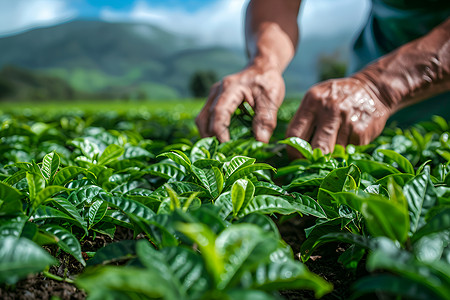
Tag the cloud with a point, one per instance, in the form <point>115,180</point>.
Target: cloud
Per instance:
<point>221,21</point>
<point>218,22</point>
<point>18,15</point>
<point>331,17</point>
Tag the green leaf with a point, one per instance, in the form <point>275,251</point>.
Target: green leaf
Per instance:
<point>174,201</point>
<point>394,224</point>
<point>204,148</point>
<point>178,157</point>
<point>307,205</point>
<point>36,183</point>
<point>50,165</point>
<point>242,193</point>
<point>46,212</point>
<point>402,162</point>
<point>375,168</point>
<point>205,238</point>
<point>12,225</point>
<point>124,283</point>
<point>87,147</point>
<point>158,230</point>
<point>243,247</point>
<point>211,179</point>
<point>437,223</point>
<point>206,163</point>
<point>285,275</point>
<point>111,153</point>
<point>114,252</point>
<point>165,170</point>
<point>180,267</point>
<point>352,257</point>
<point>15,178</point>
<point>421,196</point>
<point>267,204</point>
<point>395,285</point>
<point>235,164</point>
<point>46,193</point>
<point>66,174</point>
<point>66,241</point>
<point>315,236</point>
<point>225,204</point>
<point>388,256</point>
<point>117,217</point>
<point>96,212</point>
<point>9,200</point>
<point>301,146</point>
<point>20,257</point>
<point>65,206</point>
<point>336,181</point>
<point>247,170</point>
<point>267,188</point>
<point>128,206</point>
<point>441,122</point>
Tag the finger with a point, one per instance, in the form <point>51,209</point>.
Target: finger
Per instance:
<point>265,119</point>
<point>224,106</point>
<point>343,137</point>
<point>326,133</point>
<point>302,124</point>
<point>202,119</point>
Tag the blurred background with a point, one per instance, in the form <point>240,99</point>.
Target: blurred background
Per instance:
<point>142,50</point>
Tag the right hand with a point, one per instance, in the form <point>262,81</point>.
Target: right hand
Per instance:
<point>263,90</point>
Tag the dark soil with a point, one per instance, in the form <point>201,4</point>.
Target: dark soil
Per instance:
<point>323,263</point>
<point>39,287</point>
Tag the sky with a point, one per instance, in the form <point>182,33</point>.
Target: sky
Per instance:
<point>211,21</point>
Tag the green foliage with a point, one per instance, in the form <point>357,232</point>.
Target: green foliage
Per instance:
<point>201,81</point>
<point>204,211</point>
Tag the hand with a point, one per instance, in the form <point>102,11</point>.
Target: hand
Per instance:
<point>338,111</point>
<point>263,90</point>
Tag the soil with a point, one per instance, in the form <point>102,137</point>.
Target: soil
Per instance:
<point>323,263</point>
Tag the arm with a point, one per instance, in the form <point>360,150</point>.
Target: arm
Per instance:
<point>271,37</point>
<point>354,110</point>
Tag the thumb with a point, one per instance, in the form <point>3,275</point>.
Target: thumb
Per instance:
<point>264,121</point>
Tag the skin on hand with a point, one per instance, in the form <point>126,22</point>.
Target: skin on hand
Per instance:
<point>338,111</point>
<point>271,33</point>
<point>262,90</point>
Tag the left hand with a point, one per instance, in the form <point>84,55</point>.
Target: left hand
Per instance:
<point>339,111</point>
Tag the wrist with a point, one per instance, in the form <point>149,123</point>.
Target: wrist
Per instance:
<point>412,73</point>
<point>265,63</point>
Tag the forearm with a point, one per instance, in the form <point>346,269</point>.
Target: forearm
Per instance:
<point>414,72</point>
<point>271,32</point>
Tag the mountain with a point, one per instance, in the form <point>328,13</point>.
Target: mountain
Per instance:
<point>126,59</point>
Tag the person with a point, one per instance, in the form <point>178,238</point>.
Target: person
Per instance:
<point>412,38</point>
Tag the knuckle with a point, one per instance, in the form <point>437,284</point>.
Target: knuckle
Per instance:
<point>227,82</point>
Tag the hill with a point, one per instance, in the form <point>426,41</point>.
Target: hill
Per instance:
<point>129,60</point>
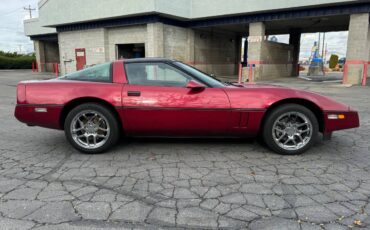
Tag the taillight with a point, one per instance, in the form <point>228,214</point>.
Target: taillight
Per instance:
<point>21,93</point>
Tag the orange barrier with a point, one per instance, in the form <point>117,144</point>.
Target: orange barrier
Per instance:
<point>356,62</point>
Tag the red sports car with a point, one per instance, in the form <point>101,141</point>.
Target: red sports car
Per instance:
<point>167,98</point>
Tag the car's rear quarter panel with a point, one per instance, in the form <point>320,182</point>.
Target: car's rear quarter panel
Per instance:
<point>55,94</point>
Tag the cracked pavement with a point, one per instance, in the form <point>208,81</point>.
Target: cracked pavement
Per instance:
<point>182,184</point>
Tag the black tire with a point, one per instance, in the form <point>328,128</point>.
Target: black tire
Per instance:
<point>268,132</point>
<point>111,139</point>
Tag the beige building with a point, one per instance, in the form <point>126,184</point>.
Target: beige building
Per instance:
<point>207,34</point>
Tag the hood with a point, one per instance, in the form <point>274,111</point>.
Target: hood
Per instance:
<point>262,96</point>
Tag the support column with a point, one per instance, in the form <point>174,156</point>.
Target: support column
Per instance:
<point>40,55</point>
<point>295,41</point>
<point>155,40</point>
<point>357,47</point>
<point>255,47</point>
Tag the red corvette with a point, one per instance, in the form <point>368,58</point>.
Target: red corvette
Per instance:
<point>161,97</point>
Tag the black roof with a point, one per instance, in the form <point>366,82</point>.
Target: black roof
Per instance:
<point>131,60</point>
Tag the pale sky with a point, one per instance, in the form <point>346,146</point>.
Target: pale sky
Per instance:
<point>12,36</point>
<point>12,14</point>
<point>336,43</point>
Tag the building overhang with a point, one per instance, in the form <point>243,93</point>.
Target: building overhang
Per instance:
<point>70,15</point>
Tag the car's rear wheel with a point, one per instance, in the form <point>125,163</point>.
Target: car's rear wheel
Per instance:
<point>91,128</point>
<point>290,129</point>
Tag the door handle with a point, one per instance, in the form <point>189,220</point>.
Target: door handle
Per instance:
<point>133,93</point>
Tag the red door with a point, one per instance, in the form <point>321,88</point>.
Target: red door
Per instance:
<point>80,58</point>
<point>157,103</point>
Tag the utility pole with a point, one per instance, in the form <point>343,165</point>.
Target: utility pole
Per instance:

++++++++++++++++++++

> Try it:
Retype the listing above exactly, pictures excluded.

> Response to the task:
Tag the cloud with a point, one per instance, in the form <point>115,180</point>.
Target: cloud
Per instance:
<point>221,21</point>
<point>218,22</point>
<point>18,15</point>
<point>331,17</point>
Tag the green leaf with a point, one per instance, in the form <point>275,251</point>.
Target: green leaf
Per instance:
<point>174,201</point>
<point>394,224</point>
<point>204,148</point>
<point>178,157</point>
<point>307,205</point>
<point>36,183</point>
<point>50,165</point>
<point>242,193</point>
<point>46,212</point>
<point>402,162</point>
<point>375,168</point>
<point>205,238</point>
<point>12,225</point>
<point>124,283</point>
<point>87,147</point>
<point>158,230</point>
<point>243,247</point>
<point>211,179</point>
<point>437,223</point>
<point>206,163</point>
<point>285,275</point>
<point>111,153</point>
<point>114,252</point>
<point>165,170</point>
<point>180,267</point>
<point>352,257</point>
<point>15,178</point>
<point>421,196</point>
<point>267,204</point>
<point>395,285</point>
<point>235,164</point>
<point>46,193</point>
<point>66,174</point>
<point>66,241</point>
<point>315,236</point>
<point>225,204</point>
<point>388,256</point>
<point>117,217</point>
<point>96,212</point>
<point>9,200</point>
<point>301,146</point>
<point>20,257</point>
<point>65,206</point>
<point>336,181</point>
<point>247,170</point>
<point>267,188</point>
<point>128,206</point>
<point>441,122</point>
Tag the finger with a point, one per instance, in the form <point>51,209</point>.
Target: finger
Per instance:
<point>265,119</point>
<point>224,106</point>
<point>343,137</point>
<point>326,133</point>
<point>302,124</point>
<point>202,119</point>
Tag the blurred background with a point, one per instance, in the form <point>240,99</point>.
Target: blurred background
Per instance:
<point>142,50</point>
Tag the right hand with a point, one per instance, in the form <point>262,81</point>.
Target: right hand
Per instance:
<point>263,90</point>
Tag the dark soil with a point, one per instance, in the form <point>201,4</point>.
Target: dark soil
Per instance:
<point>323,263</point>
<point>39,287</point>
Tag the sky with a point, one per instance, in the form <point>182,33</point>.
Target: sky
Per instance:
<point>211,21</point>
Tag the green foliage with a point, one per instance, in the form <point>357,232</point>.
Target: green foliage
Per instance:
<point>201,81</point>
<point>204,211</point>
Tag the hand with a point, one per instance, in the form <point>102,11</point>.
Target: hand
Per instance:
<point>338,111</point>
<point>263,90</point>
Tag the soil with a point, one per instance, in the form <point>102,137</point>.
Target: soil
Per instance:
<point>323,263</point>
Tag the arm with a point, one per instance, in the form <point>360,150</point>.
Target: arm
Per instance:
<point>271,37</point>
<point>354,110</point>
Tag the thumb with a point, one per instance, in the form <point>3,275</point>.
Target: thumb
Per instance:
<point>264,121</point>
Tag the skin on hand with a point, one per instance, in the form <point>126,22</point>.
Target: skin on hand
Per instance:
<point>338,111</point>
<point>271,33</point>
<point>262,90</point>
Tag the left hand with a point, one per instance, in the form <point>84,55</point>.
Target: left hand
Per instance:
<point>339,111</point>
Tag the wrist with a point, one per instance, in the form <point>149,123</point>.
Target: wrist
Per instance:
<point>412,73</point>
<point>265,63</point>
Tag the forearm with a point, one per instance, in the form <point>346,269</point>.
Target: forearm
Per instance:
<point>414,72</point>
<point>271,32</point>
Tag the mountain with a point, one per instance, in the form <point>328,13</point>.
Target: mountain
Per instance:
<point>126,59</point>
Tag the person with a point, one per instance, in the form <point>178,238</point>.
Target: person
Per instance:
<point>412,38</point>
Tag the knuckle with a point, one per instance, in the form <point>437,284</point>.
Target: knuckle
Per instance:
<point>227,82</point>
Tag the hill with a point, one per instance, in the form <point>426,41</point>.
Target: hill
Per instance:
<point>129,60</point>
Tag the taillight with a point, one per instance, in the form <point>228,214</point>.
Target: taillight
Per instance:
<point>21,93</point>
Tag the orange barrier with a point, one per instance, in the form <point>117,144</point>.
Target: orange barrier
Per instance:
<point>356,62</point>
Tag the red sports car with a point, one per instance, in the form <point>101,141</point>.
Target: red sports car
Per instance:
<point>167,98</point>
Tag the car's rear quarter panel with a point, one per instance, in the form <point>320,182</point>.
Target: car's rear quarter panel
Per instance:
<point>55,94</point>
Tag the cracked pavement with a point, one per instance, in the form <point>208,81</point>.
Target: cracked pavement
Per instance:
<point>182,184</point>
Tag the black tire with a point, one per instance, in the form <point>328,128</point>.
Target: black tire
Per instance:
<point>268,132</point>
<point>111,139</point>
Tag the beige building with a point, one per instance, in the form <point>126,184</point>.
Target: beige building
Per instance:
<point>207,34</point>
Tag the hood with a point, one per instance, in the form <point>274,111</point>.
Target: hood
Per instance:
<point>262,96</point>
Tag the support column with a point, one per instance, in the form <point>174,156</point>.
Target: support column
Per instance:
<point>40,55</point>
<point>295,41</point>
<point>155,40</point>
<point>357,47</point>
<point>255,47</point>
Tag the red corvette with a point, one per instance, in the form <point>368,58</point>.
Target: red corvette
Per instance:
<point>161,97</point>
Tag the black roof with a point, one per instance, in the form <point>366,82</point>.
Target: black roof
Per instance:
<point>131,60</point>
Tag the pale sky with a point, one per instance, in the form <point>346,146</point>.
Target: pale sky
Per instance:
<point>12,36</point>
<point>12,14</point>
<point>336,43</point>
Tag the building overhang with a point, one per instance, in the form <point>243,93</point>.
Target: building overhang
Per instance:
<point>70,15</point>
Tag the car's rear wheel with a point, one per instance, in the form <point>125,163</point>.
Target: car's rear wheel
Per instance:
<point>91,128</point>
<point>290,129</point>
Tag the door handle with a point, one per instance, in the form <point>189,220</point>.
Target: door handle
Per instance:
<point>133,93</point>
Tag the red door with a point, one per instance, in the form <point>321,88</point>.
Target: red door
Per instance:
<point>80,58</point>
<point>157,103</point>
Tag the utility pole with a point, one per instance, in the form <point>343,165</point>.
Target: utility pole
Per instance:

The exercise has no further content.